[WHAT THIS TASK INVOLVES] Continue the hunting post about replacing a spotting scope with a super zoom camera, picking up after its last sentence.

[PAGE EXTRACT]

Transition here to my thoughts on what to replace this with.

A couple years ago a buddy, who does some guided hunts, told me about a client who brought a camera on the hunt that could zoom in and spot bullet holes on paper at 1,000yds. They were testing the guns and verifying drops the day before the season. He said that they would shoot and he had no idea where the bullets hit with his Swarovski spotter but the client could zoom in with this camera and see the holes in paper. The guy said it was a Nikon and after looking into it I believe it was the P900 with a zoom range from 24-2000mm that’s huge!

I’m no Optics expert but that seems very useful in the kind of shooting and hunting I do. I usually set up on top a hill and glass the valleys and hills below until I spot a shooter. I’m thinking about replacing my spotter-phone skope set up with one of these super zoom cameras.

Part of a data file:
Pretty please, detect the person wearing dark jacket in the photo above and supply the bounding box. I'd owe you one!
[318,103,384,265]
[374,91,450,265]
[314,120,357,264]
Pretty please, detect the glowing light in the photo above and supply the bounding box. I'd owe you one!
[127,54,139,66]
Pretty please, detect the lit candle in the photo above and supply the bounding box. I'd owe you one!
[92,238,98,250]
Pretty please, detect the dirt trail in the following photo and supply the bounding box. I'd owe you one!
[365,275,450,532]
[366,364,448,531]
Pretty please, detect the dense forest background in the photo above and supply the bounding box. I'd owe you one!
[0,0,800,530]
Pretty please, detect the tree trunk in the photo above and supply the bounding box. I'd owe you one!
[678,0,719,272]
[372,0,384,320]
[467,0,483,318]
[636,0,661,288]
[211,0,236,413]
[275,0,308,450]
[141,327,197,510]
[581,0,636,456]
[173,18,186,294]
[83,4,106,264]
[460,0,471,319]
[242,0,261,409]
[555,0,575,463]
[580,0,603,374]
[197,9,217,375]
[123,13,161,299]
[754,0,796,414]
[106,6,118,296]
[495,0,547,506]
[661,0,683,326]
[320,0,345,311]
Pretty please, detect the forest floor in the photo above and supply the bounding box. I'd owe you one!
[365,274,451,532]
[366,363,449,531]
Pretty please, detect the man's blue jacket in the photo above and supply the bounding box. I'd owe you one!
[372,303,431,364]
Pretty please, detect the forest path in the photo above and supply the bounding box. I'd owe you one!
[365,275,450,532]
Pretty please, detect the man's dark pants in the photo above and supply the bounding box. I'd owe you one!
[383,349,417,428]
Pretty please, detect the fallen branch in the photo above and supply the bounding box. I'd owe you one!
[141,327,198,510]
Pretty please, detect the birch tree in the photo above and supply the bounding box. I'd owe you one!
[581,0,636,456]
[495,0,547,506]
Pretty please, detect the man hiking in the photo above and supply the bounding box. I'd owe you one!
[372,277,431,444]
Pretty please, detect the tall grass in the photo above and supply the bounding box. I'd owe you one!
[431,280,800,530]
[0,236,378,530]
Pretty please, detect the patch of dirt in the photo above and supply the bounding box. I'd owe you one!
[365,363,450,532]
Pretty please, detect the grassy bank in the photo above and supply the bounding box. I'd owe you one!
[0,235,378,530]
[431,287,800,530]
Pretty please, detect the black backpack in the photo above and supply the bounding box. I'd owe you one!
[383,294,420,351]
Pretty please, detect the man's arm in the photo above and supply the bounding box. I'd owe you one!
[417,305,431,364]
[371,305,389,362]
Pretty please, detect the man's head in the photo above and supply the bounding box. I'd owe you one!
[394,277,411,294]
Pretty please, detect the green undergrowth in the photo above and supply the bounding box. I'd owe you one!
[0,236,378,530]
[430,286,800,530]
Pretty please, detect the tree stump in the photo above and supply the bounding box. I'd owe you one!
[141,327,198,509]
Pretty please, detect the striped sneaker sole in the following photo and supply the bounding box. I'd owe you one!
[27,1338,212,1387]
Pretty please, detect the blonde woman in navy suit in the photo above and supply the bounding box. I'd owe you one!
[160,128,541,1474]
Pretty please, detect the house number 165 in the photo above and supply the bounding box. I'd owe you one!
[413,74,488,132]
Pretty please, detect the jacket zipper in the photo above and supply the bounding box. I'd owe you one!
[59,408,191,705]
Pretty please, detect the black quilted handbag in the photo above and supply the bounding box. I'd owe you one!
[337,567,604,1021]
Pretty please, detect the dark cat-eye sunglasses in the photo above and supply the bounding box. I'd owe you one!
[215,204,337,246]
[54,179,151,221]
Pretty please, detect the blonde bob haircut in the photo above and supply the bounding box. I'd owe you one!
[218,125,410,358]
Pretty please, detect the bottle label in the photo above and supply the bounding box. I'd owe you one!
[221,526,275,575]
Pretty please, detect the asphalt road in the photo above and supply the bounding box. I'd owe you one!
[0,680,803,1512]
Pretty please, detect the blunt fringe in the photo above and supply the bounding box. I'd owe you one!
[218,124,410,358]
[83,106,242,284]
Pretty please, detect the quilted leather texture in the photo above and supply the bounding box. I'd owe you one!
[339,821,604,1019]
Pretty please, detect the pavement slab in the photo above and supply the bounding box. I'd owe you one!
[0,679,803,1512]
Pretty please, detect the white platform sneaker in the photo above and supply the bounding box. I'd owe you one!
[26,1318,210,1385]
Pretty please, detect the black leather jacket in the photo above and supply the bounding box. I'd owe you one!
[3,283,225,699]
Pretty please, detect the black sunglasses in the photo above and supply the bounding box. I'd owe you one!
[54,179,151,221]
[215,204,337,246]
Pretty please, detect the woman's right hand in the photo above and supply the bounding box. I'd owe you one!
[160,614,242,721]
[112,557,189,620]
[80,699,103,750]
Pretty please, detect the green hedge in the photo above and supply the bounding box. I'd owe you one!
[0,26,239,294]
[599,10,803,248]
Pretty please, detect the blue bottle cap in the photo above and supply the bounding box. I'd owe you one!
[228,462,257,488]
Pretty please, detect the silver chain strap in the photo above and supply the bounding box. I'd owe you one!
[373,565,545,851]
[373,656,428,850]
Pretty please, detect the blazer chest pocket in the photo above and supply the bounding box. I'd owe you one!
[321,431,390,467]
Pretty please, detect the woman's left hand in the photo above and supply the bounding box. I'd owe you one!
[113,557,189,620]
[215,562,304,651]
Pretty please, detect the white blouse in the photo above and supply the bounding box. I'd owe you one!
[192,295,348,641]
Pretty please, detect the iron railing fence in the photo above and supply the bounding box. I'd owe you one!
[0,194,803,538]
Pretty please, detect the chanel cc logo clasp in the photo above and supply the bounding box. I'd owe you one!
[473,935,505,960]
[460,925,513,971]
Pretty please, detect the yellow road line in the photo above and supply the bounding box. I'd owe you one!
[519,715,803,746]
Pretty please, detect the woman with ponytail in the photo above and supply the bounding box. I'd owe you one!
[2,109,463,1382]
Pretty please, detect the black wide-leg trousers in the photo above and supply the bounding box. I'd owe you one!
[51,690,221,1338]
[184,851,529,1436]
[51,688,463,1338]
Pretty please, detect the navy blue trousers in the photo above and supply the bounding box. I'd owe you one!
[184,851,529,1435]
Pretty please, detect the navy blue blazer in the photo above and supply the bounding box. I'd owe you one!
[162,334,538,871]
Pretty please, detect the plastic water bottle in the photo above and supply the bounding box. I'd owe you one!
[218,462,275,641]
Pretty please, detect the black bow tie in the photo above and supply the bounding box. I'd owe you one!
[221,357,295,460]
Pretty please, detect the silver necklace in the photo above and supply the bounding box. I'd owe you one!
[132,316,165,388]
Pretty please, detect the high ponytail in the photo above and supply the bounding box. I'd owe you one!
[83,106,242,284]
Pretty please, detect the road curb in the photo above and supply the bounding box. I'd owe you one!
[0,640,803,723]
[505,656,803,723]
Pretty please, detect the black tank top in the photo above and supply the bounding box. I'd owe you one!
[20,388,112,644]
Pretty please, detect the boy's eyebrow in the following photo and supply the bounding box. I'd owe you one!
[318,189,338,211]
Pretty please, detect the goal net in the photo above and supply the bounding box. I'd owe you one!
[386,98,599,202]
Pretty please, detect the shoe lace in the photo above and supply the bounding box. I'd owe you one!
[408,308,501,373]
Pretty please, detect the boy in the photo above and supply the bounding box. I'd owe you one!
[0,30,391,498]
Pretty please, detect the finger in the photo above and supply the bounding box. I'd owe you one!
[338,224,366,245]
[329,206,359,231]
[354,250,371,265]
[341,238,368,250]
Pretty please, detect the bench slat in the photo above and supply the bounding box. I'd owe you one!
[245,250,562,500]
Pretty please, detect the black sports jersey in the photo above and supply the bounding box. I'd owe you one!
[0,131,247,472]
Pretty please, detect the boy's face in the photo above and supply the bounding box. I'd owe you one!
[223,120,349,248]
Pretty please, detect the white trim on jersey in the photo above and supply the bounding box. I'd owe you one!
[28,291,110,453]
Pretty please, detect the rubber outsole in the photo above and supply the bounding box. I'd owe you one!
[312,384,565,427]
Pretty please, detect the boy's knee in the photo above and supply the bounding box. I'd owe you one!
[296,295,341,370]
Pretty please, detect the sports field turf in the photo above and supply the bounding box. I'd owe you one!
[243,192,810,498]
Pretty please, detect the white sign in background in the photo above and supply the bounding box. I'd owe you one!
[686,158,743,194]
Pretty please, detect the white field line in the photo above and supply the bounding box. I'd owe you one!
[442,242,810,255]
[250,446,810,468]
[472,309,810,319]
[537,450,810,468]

[FINAL RESULT]
The downside I can think of is battery life. Spotting scopes still work without the camera and if my phone dies I can still spot with the scope. I’m also guessing the camera would not be as rugged or have the same image quality. But that might be incorrect?

What do you guys think? I can get a Nikon p900 for about 450 used on eBay or a new Nikon p1000 for about $800. Is a $450 spotter even worth owning? The options are pretty limited at that price range. I’m really learning towards the camera but I’ve never been a photographer so I don’t have a lot of experience with cameras.

Last edited by Timnterra; 04/11/20.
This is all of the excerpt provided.